------ SELECTED PASSAGE

Tallman describes labor relations at the paper as good, although she acknowledges that some of the changes she has introduced have met resistance. "There is a lot of change going on in many businesses, and that can create concern for all employees. We have not done things overnight here. People are aware that we have done things as gradually as we could. Part of the process involves explaining the need for change."

One of Tallman's strengths as a manager is her ability to relate to her employees. "She connects with people very, very well," says Ottaway's Richard Barker. Under Tallman, the Press-Republican has adopted a participatory style of management in which department heads are encouraged to take risks and make decisions on their own.

"We allow dissent because we feel we need that," she says. "A person is entitled to his or her opinion and should feel comfortable expressing that dissenting point of view without fear of chastisement." However, she adds, "there is a fine line between someone who is always negative and someone who has severe misgivings about something."

Tallman's commitment to people means the newspaper spends a considerable amount of time and money training employees and supervisors on everything from how to sell advertising to how to write a better news story.

Each department submits an annual training budget, and employees are occasionally sent out of town to attend training workshops and conferences. A satellite dish on the roof of the Press-Republican building allows the newspaper to tune into televised training courses produced by the Newspaper Association of America, an industry trade group.

About 75 percent of a newspaper's revenue comes from the sale of advertising, with the balance derived from home-delivery subscriptions and single-copy sales.

The most lucrative advertisements a newspaper sells are so-called display ads by department stores, automobile dealers, or other major retailers. In a paper of the Press-Republican's size (typically 24 pages each weekday), a display ad can fill up to one-half of a page.

Other staples of the paper's regular advertising base are classified and help-wanted ads. The pages of the Press-Republican contain about 60 percent advertising and 40 percent news, a standard ratio in the industry.

------------

== TO-DO LIST ==
**A.** Print everything in the Press-Republican excerpt from "About 75 percent" down to "one-half of a page.".
**B.** According to the Press-Republican excerpt, what share of a newspaper's revenue comes from selling advertising?
**C.** Go on with the Press-Republican excerpt, picking up after its last sentence.
The items after the Press-Republican excerpt have no connection to it.

------ SUPPLIED RECORDS

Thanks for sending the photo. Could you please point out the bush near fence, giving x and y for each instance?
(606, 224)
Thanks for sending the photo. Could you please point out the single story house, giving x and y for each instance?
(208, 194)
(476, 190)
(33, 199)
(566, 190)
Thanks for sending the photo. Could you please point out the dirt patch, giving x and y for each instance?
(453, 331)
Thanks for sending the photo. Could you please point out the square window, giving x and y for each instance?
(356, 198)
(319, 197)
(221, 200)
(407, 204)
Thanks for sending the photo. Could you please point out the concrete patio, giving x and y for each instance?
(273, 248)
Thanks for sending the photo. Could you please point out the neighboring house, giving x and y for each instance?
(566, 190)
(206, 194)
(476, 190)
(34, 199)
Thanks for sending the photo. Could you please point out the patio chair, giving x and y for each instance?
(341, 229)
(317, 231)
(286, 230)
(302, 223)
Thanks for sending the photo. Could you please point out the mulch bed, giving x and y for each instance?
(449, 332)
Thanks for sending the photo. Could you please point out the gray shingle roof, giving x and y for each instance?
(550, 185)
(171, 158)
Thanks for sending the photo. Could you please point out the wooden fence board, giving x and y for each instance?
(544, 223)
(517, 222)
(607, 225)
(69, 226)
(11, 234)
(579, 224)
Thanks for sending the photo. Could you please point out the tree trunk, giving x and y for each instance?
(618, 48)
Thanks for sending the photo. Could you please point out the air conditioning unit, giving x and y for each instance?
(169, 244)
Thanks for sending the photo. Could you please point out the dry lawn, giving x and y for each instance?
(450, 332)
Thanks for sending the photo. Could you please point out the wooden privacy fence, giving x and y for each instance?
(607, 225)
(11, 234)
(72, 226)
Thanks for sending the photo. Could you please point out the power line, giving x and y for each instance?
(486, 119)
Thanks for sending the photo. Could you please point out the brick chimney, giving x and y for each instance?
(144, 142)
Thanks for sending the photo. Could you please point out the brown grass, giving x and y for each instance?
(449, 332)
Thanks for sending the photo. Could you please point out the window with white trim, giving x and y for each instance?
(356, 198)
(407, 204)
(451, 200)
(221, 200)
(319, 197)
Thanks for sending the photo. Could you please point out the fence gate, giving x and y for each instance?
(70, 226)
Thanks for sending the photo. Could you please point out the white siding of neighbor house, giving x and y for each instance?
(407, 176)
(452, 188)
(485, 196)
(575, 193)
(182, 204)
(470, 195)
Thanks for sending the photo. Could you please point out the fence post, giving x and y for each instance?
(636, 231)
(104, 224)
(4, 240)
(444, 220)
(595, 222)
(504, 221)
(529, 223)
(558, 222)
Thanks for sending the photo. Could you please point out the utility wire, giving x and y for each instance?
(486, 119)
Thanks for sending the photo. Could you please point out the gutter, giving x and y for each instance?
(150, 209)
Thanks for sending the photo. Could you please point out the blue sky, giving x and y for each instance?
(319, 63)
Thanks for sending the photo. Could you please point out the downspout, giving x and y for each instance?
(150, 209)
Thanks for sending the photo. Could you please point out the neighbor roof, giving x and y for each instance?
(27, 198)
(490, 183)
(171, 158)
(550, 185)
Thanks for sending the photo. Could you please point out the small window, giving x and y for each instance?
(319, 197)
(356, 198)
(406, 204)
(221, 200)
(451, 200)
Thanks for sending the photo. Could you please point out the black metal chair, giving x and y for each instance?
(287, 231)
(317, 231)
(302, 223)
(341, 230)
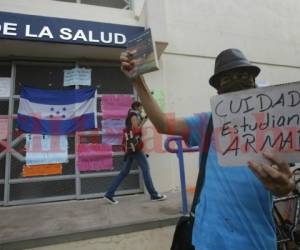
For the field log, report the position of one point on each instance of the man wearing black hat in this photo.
(235, 211)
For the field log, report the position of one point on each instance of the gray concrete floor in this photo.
(49, 223)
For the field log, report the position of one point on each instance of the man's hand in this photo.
(127, 63)
(276, 177)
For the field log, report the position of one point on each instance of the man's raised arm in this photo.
(163, 123)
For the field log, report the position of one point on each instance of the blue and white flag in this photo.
(57, 112)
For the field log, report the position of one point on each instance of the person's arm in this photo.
(163, 124)
(276, 177)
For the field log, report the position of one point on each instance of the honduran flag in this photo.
(57, 112)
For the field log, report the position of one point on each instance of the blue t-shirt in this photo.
(235, 209)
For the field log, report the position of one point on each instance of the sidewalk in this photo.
(49, 223)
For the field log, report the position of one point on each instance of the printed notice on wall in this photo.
(5, 86)
(249, 122)
(77, 76)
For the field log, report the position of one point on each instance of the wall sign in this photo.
(60, 30)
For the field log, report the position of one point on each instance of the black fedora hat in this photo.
(231, 59)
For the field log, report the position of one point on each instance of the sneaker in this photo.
(159, 197)
(111, 200)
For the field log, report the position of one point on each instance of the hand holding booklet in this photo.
(143, 53)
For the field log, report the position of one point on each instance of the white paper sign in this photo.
(5, 86)
(77, 76)
(249, 122)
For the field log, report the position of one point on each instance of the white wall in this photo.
(70, 10)
(267, 31)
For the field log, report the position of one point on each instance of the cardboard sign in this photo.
(246, 123)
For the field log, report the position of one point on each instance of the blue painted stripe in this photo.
(57, 97)
(34, 125)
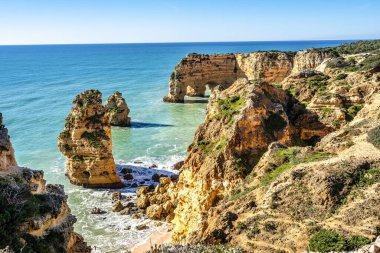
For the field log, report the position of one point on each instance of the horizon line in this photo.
(178, 42)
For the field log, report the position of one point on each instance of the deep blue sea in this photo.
(38, 83)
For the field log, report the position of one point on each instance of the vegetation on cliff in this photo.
(286, 165)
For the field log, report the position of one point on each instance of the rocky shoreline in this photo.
(286, 160)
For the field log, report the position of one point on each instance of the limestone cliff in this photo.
(197, 71)
(86, 142)
(117, 110)
(241, 122)
(7, 158)
(34, 216)
(284, 167)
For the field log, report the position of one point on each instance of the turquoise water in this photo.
(38, 84)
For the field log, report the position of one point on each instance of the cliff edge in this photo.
(34, 216)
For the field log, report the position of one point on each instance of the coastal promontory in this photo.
(287, 158)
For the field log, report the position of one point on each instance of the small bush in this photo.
(341, 76)
(358, 47)
(374, 136)
(230, 106)
(356, 242)
(371, 63)
(370, 177)
(327, 240)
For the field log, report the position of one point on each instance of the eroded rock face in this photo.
(241, 122)
(260, 177)
(197, 71)
(86, 142)
(7, 158)
(117, 110)
(35, 217)
(159, 204)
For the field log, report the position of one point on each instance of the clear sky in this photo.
(123, 21)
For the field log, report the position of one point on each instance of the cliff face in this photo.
(7, 158)
(34, 216)
(240, 124)
(197, 71)
(86, 143)
(117, 110)
(291, 166)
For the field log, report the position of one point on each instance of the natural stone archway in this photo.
(194, 72)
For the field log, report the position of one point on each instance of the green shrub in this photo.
(341, 76)
(370, 177)
(327, 240)
(371, 63)
(356, 242)
(230, 106)
(287, 159)
(358, 47)
(88, 97)
(374, 136)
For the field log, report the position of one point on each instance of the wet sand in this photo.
(156, 238)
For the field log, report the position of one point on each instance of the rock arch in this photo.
(194, 72)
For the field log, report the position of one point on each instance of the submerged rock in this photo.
(117, 110)
(86, 143)
(97, 210)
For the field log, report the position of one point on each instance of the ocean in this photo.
(38, 84)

------------

== OUTPUTS IN ORDER ==
**A.**
About 75 percent of a newspaper's revenue comes from the sale of advertising, with the balance derived from home-delivery subscriptions and single-copy sales.

The most lucrative advertisements a newspaper sells are so-called display ads by department stores, automobile dealers, or other major retailers. In a paper of the Press-Republican's size (typically 24 pages each weekday), a display ad can fill up to one-half of a page.

**B.** About 75 percent.

**C.**
In addition to the advertising printed as part of the paper's regular press run, the newspaper inserts color advertising brochures known as "pre-prints." Produced by major national retailers and distributed with the newspaper for a fee, pre-prints are a growing source of revenue for small-town papers.

Despite its local monopoly in the newspaper market, the Press-Republican faces real competition for advertising from television and radio. More than a dozen radio stations serve small pockets of the circulation area. Three television stations in the region are carried by cable into the Canadian city of Montreal, about 100 kilometers away, to a potential market of 3 million inhabitants, many of whom like to shop across the border.

Keeping advertisers happy is one of the most difficult challenges facing any American small-town newspaper. There is a fine line between reporting aggressively on local matters and offending commercial interests that may have a stake in the issue. Over the years, most good newspapers have tried to build a wall between the newsroom and the advertising department, and advertising managers suggesting stories about clients have usually been rebuffed.

For Tallman, the issue is straightforward. "Our news columns are not for sale," she says bluntly. "The Press-Republican will not compromise its editorial standards, nor allow itself to be intimidated, simply to hold on to an advertiser's business."

Press-Republican editor Jim Dynko recalls several news stories that elicited angry responses from local advertisers. On one occasion, an automobile car dealership threatened to cancel its advertising because of a story in the paper about a sports car built by another company.

Another time, a reporter wrote a story about problems dealing with real estate agents when buying a new home. "The local realtors went crazy; they cut back their advertising, and there was a little apprehension about it," Dynko reports. "But eventually they came back.

"From time to time, someone will call up and suggest a story and remind us of how much they are spending on advertising in the Press-Republican," Dynko adds. "But we do not want to know who is buying and who is not."

That does not stop the newspaper's business side from making a real effort to court advertisers. One of the Press-Republican's plans is to develop a computer software program that will allow it to customize an advertising budget for a business as small as a local shoe store.

Building the paper's advertising base goes hand-in-hand with increasing circulation. The Press-Republican has about 16,000 home-delivery subscribers and sells another 7,000 or so copies a day in stores and vending boxes.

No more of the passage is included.